◆ **REQUIREMENT A**
According to the film article, what number entry in the Otoko wa Tsurai yo series is Tora-san's Dream of Spring?

** start PASSAGE GIVEN **

- Theatrical poster
- Directed by: Yoji Yamada
- Written by: Yoji Yamada Leonard Schrader Yoshitaka Asama Tomio Kuriyama
- Starring: Kiyoshi Atsumi Kyōko Kagawa
- Cinematography: Tetsuo Takaba
- Edited by: Iwao Ishii
- Music by: Naozumi Yamamoto
- Distributed by: Shochiku
- Release date: December 28, 1979;
- Running time: 104 minutes
- Country: Japan
- Language: Japanese

= Tora-san's Dream of Spring =

Tora-san's Dream of Spring (男はつらいよ 寅次郎春の夢, Otoko wa Tsurai yo: Torajirō Haru no Yume) aka Torasan Dreams Springtime is a 1979 Japanese comedy film directed by Yoji Yamada. It stars Kiyoshi Atsumi as Torajirō Kuruma (Tora-san), and Kyōko Kagawa as his love interest or "Madonna". Tora-san's Dream of Spring is the twenty-fourth entry in the popular, long-running Otoko wa Tsurai yo series.

==Synopsis==
Tora-san returns to his family's home in Shibamata, Tokyo, to find a large American peddler living in his room, leading to various conflicts. As Tora-san struggles through his love with the local Madonna (references?) the American admits to falling for Sakura. Ultimately the two men find they have more in common than they thought.

==Cast==
- Kiyoshi Atsumi as Torajirō
- Herbert Edelman as Michael Jordan
- Chieko Baisho as Sakura
- Kyōko Kagawa as Keiko Takai
- Hiroko Hayashi as Megumi Takai
- Masami Shimojō as Kuruma Tatsuzō
- Chieko Misaki as Tsune Kuruma (Torajiro's aunt)

** end PASSAGE GIVEN **
** start SUPPLIED RECORDS **

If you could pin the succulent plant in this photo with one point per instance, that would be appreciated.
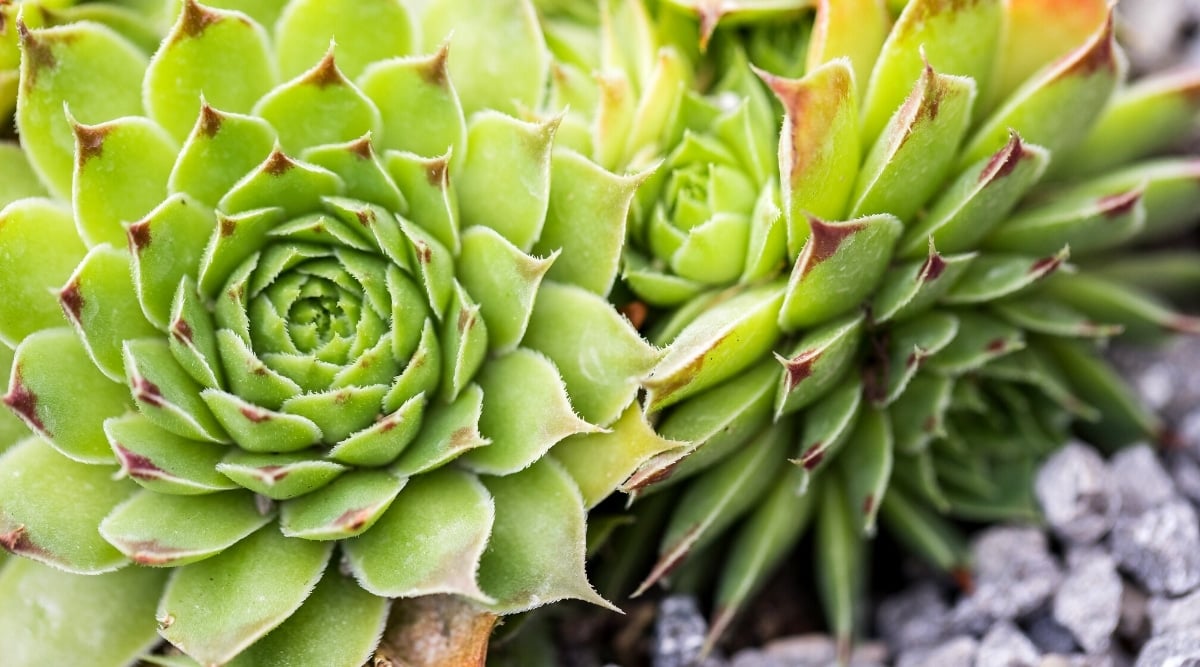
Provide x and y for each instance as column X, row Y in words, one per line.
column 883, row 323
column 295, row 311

** end SUPPLIED RECORDS **
** start SUPPLIED RECORDS **

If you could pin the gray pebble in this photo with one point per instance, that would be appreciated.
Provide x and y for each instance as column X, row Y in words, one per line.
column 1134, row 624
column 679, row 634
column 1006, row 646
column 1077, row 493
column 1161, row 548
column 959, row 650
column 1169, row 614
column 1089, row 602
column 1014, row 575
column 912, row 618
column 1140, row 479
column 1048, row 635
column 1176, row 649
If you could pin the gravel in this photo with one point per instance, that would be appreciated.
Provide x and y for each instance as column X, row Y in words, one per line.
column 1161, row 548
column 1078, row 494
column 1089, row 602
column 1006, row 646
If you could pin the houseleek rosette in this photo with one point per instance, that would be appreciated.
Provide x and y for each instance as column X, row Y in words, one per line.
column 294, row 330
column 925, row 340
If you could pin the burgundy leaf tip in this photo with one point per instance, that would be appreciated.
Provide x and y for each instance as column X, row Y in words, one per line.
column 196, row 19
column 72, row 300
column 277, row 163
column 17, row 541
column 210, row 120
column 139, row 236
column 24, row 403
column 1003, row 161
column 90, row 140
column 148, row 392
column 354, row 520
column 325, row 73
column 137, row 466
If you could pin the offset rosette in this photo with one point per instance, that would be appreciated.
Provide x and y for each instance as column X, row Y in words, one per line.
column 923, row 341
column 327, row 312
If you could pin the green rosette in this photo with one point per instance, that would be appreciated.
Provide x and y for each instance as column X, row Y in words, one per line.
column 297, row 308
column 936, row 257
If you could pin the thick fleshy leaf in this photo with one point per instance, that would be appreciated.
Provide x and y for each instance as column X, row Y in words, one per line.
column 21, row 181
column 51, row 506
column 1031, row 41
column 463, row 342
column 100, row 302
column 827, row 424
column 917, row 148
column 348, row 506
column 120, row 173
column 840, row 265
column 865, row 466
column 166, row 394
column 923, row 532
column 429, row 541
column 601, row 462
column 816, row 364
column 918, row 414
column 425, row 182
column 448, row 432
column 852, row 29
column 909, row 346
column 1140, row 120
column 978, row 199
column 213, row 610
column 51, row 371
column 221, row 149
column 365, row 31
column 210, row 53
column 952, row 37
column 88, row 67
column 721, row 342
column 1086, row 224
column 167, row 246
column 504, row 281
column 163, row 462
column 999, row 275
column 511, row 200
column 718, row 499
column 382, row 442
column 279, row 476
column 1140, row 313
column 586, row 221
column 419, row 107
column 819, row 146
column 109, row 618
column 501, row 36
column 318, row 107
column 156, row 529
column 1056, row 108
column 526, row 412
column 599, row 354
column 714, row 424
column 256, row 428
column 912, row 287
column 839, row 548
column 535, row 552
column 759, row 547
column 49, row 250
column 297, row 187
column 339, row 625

** end SUPPLIED RECORDS **

◆ **REQUIREMENT B**
Arrange the part of the rows that opens with the line containing "If you could pin the gravel" and closes with the line containing "column 925, row 340" as a Markdown table with the columns Line and Content, numbering each line and leaving out blank lines.

◆ **EXPECTED ANSWER A**
It is the twenty-fourth entry in the series.

◆ **EXPECTED ANSWER B**
| Line | Content |
|---|---|
| 1 | If you could pin the gravel in this photo with one point per instance, that would be appreciated. |
| 2 | Provide x and y for each instance as column X, row Y in words, one per line. |
| 3 | column 1161, row 548 |
| 4 | column 1078, row 494 |
| 5 | column 1089, row 602 |
| 6 | column 1006, row 646 |
| 7 | If you could pin the houseleek rosette in this photo with one point per instance, that would be appreciated. |
| 8 | Provide x and y for each instance as column X, row Y in words, one per line. |
| 9 | column 294, row 330 |
| 10 | column 925, row 340 |